> **UIT TE VOEREN TAKEN**:
**A.** Herschrijf de alinea in de gegeven tekst die begint met "En dat zijn nog de fatsoenlijke gesprekken" als een beknopte puntenlijst en behoud daarbij de belangrijkste feiten.
**B.** Zet de gegeven tekst over gasten die boos worden om de regels voor huishoudens voort, aansluitend op de laatste zin.

> **GEGEVEN TEKST**:

****

En dat zijn nog de fatsoenlijke gesprekken. Ik heb me al in meerdere situaties bevonden waarin de gast daadwerkelijk kwaad werd. Vaak kwam het argument ‘ja, maar ik kom uit een huishouden en de andere twee ook uit één huishouden. Dan zijn we toch met twee huishoudens’. Wanneer ik uitlegde dat ik dat begreep, maar dat de regels nu eenmaal zijn zoals ze zijn, kreeg ik een ‘dan niet’ toegesnauwd, al dan niet vergezeld door een vernietigende blik. Heel vermoeiend.

****

> **GEGEVENSBLOK**:
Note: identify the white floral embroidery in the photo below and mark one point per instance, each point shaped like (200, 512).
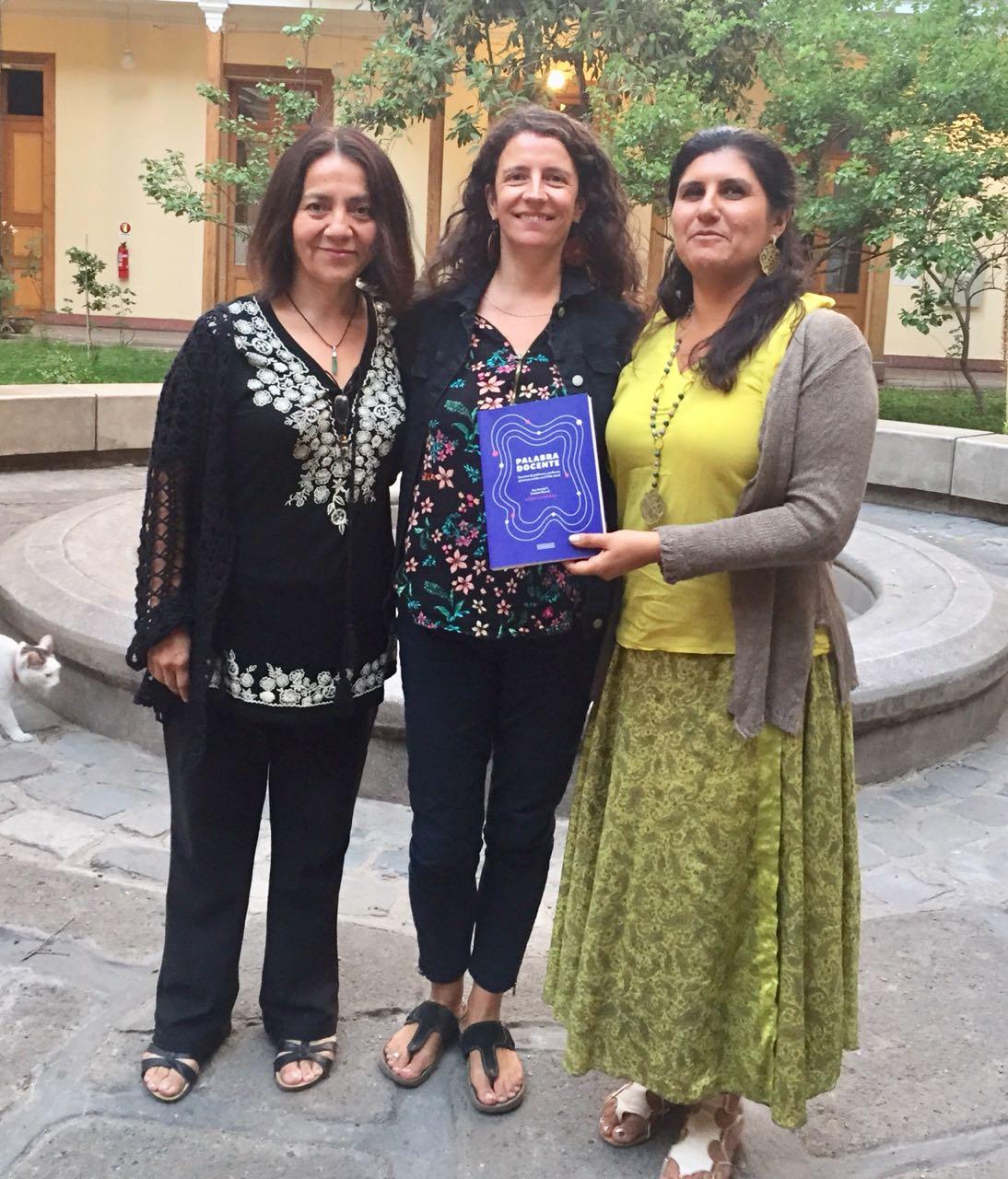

****

> **ANTWOORDEN PER TAAK**:
**A.**
- Dit waren nog de fatsoenlijke gesprekken; in meerdere situaties werd de gast daadwerkelijk kwaad.
- Een veelgehoord argument: de gast komt uit één huishouden en de andere twee ook, dus zijn het samen twee huishoudens.
- Op de uitleg dat de regels nu eenmaal zijn zoals ze zijn, volgde een toegesnauwd "dan niet", soms met een vernietigende blik.
- Dit was heel vermoeiend.

**B.**
Dus, wat ik wil ik hier nu eigenlijk mee bereiken? Een beetje begrip, lieve mensen. Horecaondernemers zijn hard geraakt het afgelopen jaar, op papier is zo’n 76% failliet. Wanneer er daadwerkelijk gecontroleerd wordt krijgt niet alleen de gast een boete. Nee, ook de horecaondernemer kan een boete van €4300,- verwachten en zelfs de tent moeten sluiten.
Wij proberen ons met zijn allen zo goed mogelijk aan de regels te houden om er maar voor te zorgen dat we open mogen blijven. Willen jullie dat dan alsjeblieft ook doen voor ons?